> _Given request_
Reproduce the data below, starting at the line that contains "small carriage wheel? Thanks so much." and ending at the line that contains "[44,0,130,57]", with each request left unchanged. Scale every bounding box coordinate in the answers by 0.45 and round to whole numbers, with halves rounded up.

— START OF Data section —

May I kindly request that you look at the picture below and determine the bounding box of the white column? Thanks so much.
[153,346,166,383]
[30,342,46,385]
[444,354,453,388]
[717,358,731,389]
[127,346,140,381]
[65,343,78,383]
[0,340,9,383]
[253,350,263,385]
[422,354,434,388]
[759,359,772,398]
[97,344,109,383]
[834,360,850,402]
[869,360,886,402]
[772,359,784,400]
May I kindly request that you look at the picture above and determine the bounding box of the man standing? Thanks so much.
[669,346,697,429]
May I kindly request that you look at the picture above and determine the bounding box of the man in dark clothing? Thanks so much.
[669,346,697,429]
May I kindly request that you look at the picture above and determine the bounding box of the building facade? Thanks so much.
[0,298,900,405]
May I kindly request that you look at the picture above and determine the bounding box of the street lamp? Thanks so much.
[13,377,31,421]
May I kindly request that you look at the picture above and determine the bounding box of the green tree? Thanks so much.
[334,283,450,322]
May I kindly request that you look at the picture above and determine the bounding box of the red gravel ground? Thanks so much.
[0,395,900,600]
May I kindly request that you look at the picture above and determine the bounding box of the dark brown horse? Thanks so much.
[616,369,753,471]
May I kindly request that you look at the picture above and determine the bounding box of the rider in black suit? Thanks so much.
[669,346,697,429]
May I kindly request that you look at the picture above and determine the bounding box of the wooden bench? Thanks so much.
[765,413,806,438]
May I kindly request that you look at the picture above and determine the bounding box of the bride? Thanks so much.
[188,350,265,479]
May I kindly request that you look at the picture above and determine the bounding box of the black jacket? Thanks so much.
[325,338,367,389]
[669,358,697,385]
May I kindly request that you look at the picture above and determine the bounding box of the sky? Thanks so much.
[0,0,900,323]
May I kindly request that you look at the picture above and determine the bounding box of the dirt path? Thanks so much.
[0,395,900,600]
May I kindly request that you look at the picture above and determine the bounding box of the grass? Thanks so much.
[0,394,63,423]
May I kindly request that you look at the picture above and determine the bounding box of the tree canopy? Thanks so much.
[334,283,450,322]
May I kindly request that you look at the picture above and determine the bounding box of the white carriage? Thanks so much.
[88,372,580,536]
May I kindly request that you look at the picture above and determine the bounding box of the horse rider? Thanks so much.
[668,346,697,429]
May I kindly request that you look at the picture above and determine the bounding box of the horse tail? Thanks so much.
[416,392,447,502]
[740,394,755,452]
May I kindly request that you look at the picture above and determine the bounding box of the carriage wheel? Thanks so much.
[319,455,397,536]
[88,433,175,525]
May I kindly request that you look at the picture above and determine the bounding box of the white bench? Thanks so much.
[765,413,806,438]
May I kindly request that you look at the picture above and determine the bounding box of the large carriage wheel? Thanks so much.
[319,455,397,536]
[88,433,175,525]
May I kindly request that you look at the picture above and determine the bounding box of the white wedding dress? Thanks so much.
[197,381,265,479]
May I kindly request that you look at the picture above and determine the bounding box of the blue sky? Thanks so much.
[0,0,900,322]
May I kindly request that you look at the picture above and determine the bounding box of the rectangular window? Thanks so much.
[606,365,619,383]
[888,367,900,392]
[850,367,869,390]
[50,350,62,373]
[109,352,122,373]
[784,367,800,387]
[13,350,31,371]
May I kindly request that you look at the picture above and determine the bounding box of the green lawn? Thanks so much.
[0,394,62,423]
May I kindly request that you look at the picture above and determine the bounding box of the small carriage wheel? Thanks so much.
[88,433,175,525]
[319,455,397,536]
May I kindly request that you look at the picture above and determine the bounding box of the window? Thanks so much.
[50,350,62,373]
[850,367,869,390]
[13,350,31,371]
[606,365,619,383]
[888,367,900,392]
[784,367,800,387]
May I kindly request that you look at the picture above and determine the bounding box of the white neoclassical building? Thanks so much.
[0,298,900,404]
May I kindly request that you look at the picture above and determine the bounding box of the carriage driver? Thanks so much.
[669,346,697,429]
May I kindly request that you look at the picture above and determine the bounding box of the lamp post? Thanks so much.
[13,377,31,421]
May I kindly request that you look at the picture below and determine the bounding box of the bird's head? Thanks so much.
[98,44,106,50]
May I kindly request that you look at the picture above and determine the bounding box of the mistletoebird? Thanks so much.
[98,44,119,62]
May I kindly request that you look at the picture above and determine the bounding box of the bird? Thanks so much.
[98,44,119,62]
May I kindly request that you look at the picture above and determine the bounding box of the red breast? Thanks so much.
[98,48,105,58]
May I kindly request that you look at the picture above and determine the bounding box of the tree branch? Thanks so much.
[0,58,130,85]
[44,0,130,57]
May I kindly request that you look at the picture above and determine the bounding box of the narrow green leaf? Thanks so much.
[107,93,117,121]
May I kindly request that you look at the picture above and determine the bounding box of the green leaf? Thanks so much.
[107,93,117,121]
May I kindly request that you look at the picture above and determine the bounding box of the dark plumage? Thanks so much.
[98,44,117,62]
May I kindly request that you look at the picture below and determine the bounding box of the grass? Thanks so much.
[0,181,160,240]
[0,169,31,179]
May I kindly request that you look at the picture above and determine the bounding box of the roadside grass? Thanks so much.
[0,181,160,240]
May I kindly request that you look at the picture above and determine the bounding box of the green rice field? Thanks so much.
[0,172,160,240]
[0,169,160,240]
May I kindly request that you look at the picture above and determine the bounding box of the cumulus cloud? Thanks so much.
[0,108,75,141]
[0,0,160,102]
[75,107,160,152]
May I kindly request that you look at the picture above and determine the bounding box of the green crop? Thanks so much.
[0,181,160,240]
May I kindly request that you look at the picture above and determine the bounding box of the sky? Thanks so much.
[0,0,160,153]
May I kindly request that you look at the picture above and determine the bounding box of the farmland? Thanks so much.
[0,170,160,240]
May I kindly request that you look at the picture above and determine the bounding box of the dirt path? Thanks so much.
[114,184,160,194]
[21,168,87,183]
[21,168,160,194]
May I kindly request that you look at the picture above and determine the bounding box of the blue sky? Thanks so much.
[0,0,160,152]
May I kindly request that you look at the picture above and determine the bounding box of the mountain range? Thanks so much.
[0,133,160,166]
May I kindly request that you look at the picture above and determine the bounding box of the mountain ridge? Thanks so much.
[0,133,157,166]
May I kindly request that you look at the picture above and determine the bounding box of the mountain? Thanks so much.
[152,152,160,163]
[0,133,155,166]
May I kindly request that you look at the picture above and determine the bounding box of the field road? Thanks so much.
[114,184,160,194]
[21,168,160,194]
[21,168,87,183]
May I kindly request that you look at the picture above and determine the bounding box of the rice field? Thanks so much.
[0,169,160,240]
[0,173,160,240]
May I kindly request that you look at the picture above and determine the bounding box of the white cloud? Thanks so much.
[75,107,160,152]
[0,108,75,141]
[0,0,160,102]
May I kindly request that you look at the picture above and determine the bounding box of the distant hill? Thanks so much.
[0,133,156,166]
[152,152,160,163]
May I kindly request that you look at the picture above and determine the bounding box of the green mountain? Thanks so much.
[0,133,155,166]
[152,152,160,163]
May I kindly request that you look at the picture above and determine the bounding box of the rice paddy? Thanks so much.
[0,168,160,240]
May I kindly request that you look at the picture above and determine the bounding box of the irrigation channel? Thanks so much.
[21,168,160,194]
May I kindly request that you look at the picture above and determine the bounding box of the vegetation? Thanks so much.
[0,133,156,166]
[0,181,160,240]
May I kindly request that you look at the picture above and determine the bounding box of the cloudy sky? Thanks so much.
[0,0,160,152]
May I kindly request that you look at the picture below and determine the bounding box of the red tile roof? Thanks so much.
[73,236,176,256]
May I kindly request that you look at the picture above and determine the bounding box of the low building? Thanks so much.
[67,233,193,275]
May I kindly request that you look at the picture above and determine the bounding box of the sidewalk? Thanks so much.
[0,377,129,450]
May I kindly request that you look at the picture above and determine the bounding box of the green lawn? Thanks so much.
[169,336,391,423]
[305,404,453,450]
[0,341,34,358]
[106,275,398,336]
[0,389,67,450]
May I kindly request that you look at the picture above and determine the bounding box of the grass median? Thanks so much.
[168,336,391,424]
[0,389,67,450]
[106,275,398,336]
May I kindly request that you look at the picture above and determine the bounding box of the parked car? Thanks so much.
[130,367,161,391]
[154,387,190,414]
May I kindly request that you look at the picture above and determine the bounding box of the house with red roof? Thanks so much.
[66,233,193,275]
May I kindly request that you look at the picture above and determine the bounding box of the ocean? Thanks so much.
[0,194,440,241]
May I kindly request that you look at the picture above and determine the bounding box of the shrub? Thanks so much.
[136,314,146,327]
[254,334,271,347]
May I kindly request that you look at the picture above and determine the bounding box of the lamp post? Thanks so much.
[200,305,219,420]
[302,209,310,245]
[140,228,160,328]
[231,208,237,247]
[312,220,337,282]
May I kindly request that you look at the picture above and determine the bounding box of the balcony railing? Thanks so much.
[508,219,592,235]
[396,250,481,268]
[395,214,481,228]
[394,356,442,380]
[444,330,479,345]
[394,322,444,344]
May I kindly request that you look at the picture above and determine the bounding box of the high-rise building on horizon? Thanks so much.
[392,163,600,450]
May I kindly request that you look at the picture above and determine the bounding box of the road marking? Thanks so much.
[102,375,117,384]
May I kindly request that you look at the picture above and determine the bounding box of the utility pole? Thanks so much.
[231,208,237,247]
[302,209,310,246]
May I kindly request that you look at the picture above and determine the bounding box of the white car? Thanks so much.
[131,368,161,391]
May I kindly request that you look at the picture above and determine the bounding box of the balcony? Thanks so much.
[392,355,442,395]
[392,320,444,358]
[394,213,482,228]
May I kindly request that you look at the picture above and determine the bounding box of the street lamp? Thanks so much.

— END OF Data section —

> _Finished exercise_
May I kindly request that you look at the picture above and determine the bounding box of the small carriage wheel? Thanks so much.
[40,195,79,236]
[144,205,179,241]
May I kindly request that you look at the picture above and determine the bounding box of the window? Thanks so much.
[23,158,28,168]
[383,165,391,176]
[6,158,14,167]
[273,164,279,172]
[400,165,405,176]
[353,165,360,174]
May I kindly request that you look at the picture above and determine the bounding box of the white neoclassical building? Thanks so much.
[0,134,405,182]
May I kindly request that you look at the picture above and determine the bounding box of the carriage driver? Thanks so much.
[301,156,314,193]
May I kindly request that you look at the picture above and determine the bounding box of the lamp post? Thanks so much.
[6,170,14,189]
May I kindly request that you look at the picture below and determine the bounding box of the bird's head? Thanks so much.
[44,20,48,23]
May I kindly request that you look at the picture above and determine the bounding box of the mistletoebird? Thanks so much.
[44,20,54,28]
May I kindly request that you look at the picture above and determine the bounding box of the bird? Thanks so much.
[44,20,54,28]
May I kindly request that you look at the picture above and determine the bounding box of the red breast? Thanks so much.
[44,22,47,26]
May I kindly request that you look at the picture above and determine the bounding box of the tree branch? Thanks so much.
[0,26,59,38]
[20,0,59,26]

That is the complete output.